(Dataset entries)

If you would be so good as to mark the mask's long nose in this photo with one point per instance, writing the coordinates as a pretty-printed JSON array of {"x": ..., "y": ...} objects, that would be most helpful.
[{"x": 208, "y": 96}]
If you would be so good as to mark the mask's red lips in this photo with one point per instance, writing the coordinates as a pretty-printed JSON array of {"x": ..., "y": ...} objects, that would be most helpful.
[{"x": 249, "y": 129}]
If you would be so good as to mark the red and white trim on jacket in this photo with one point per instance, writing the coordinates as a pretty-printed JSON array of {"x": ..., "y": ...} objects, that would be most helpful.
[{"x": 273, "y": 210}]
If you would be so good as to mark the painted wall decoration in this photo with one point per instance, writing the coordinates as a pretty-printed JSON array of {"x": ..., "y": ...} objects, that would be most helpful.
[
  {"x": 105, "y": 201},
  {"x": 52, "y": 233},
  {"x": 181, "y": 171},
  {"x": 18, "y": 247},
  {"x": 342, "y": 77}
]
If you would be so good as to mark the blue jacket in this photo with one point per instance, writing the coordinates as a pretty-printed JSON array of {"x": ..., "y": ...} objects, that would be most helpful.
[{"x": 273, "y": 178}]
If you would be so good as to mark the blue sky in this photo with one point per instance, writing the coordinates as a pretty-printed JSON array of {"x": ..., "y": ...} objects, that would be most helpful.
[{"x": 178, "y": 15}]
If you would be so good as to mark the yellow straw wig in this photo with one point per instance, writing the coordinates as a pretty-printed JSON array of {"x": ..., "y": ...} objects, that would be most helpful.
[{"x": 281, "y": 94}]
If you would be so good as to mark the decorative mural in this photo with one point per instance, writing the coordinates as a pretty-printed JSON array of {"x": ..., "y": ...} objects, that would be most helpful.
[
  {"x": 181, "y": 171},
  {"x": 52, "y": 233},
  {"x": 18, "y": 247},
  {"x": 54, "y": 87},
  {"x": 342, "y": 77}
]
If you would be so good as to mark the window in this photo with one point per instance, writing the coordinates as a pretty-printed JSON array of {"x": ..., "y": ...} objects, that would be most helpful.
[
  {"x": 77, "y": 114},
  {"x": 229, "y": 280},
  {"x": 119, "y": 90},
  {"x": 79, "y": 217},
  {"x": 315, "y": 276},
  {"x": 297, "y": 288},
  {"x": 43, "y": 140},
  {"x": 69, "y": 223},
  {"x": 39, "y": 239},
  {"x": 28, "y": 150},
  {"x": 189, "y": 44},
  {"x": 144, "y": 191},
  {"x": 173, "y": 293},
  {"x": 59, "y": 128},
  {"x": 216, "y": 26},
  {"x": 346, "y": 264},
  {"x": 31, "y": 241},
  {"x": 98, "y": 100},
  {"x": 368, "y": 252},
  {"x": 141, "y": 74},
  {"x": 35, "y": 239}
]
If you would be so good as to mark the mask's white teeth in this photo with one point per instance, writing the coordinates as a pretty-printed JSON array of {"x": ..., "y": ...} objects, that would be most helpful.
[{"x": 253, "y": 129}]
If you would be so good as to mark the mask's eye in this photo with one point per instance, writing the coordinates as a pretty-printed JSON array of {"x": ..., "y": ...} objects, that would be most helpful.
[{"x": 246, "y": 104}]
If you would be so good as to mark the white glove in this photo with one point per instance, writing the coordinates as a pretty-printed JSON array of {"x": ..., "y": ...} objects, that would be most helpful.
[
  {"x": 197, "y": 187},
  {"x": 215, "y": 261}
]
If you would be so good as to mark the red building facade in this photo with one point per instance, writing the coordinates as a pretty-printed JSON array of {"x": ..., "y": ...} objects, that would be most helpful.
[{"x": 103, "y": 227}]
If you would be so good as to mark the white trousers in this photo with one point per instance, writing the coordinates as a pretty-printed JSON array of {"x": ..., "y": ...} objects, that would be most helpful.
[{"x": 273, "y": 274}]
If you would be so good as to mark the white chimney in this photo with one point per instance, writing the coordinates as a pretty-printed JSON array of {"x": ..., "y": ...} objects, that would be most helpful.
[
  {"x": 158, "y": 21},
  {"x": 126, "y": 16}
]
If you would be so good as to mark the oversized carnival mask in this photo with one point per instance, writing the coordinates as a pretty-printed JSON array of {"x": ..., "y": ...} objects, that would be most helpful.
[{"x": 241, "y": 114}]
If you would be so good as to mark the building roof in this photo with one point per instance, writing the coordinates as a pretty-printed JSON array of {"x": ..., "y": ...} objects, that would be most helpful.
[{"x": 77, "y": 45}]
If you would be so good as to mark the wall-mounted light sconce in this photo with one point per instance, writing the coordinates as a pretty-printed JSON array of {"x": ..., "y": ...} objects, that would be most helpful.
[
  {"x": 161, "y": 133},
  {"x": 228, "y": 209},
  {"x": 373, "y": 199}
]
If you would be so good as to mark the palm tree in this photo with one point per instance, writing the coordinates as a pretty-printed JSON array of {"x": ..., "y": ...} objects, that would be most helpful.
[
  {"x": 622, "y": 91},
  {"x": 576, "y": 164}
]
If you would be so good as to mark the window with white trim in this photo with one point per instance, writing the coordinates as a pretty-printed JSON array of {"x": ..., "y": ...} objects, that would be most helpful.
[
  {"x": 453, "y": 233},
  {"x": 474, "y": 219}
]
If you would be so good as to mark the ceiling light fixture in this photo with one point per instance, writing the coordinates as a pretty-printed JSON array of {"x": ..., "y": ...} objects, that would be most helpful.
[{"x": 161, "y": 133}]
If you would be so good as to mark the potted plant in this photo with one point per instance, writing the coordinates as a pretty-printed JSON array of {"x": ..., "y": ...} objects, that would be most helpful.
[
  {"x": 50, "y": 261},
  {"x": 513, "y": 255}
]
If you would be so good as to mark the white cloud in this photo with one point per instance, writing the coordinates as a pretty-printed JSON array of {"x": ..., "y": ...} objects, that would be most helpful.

▸ WHAT YOU HAVE TO DO: Could you print, word for word, the line containing "If you would be so good as to mark the ceiling" and every line after it through the end of the records, and nothing else?

▸ COMPLETED TASK:
If you would be so good as to mark the ceiling light fixture in this photo with one point per instance, writing the coordinates as a pretty-printed JSON array of {"x": ..., "y": ...} objects, that would be most helpful.
[{"x": 161, "y": 133}]
If you would be so good as to mark the potted plant in this photo with one point per instance, writing the coordinates as a pretty-printed JSON array of {"x": ..., "y": ...} objects, that would be most helpful.
[
  {"x": 50, "y": 261},
  {"x": 513, "y": 255}
]
If you would be so good as to mark the white cloud in this photo with one point per instance, writing the coordinates as a pretty-printed JSON array of {"x": ..., "y": ...} objects, that would be most helpful.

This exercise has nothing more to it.